▸ Source records
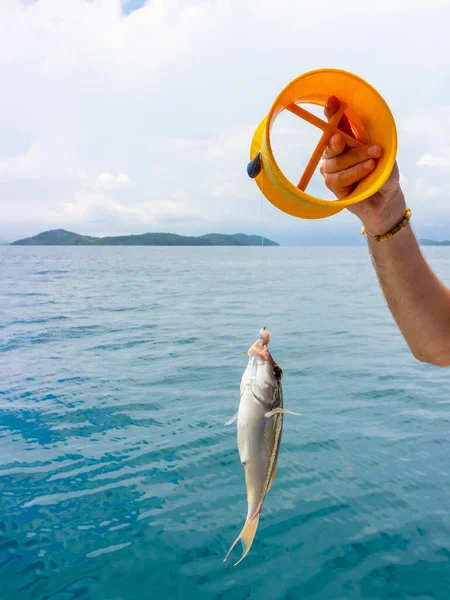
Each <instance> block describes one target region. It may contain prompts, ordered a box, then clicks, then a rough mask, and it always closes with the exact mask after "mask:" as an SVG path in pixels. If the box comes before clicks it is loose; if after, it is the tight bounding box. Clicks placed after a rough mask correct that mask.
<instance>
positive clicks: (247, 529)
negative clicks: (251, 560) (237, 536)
mask: <svg viewBox="0 0 450 600" xmlns="http://www.w3.org/2000/svg"><path fill="white" fill-rule="evenodd" d="M259 515H260V513H259V512H258V513H257V514H256V515H255V516H254V517H251V518H250V519H247V521H246V522H245V525H244V527H243V528H242V531H241V533H240V534H239V536H238V537H237V538H236V539H235V540H234V543H233V545H232V546H231V548H230V549H229V550H228V553H227V555H226V556H225V558H224V561H223V562H225V561H226V560H227V558H228V556H229V555H230V553H231V551H232V550H233V548H234V547H235V546H236V544H237V543H238V541H239V540H241V542H242V547H243V553H242V556H241V558H240V559H239V560H238V561H237V563H235V564H234V566H236V565H238V564H239V563H240V562H241V560H244V558H245V557H246V556H247V554H248V553H249V552H250V548H251V547H252V544H253V540H254V539H255V534H256V530H257V528H258V523H259Z"/></svg>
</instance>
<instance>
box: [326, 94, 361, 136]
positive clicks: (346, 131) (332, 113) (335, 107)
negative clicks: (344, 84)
mask: <svg viewBox="0 0 450 600" xmlns="http://www.w3.org/2000/svg"><path fill="white" fill-rule="evenodd" d="M340 105H341V103H340V102H339V99H338V98H336V96H330V98H328V101H327V103H326V104H325V110H324V112H325V116H326V118H327V119H328V120H330V119H331V117H332V116H333V115H334V114H335V113H336V112H337V111H338V109H339V107H340ZM338 129H340V130H341V131H343V132H344V133H346V134H347V135H351V136H352V137H355V136H354V134H353V131H352V128H351V126H350V122H349V120H348V117H347V115H346V114H345V113H344V114H343V115H342V117H341V119H340V121H339V125H338Z"/></svg>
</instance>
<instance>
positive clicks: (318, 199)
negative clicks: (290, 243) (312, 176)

▸ What you need to do
Copy out every line of the rows above that contains the word "negative", leaving out all other lines.

▸ Task solution
negative clicks: (251, 560) (237, 536)
negative clicks: (344, 84)
negative clicks: (290, 243) (312, 176)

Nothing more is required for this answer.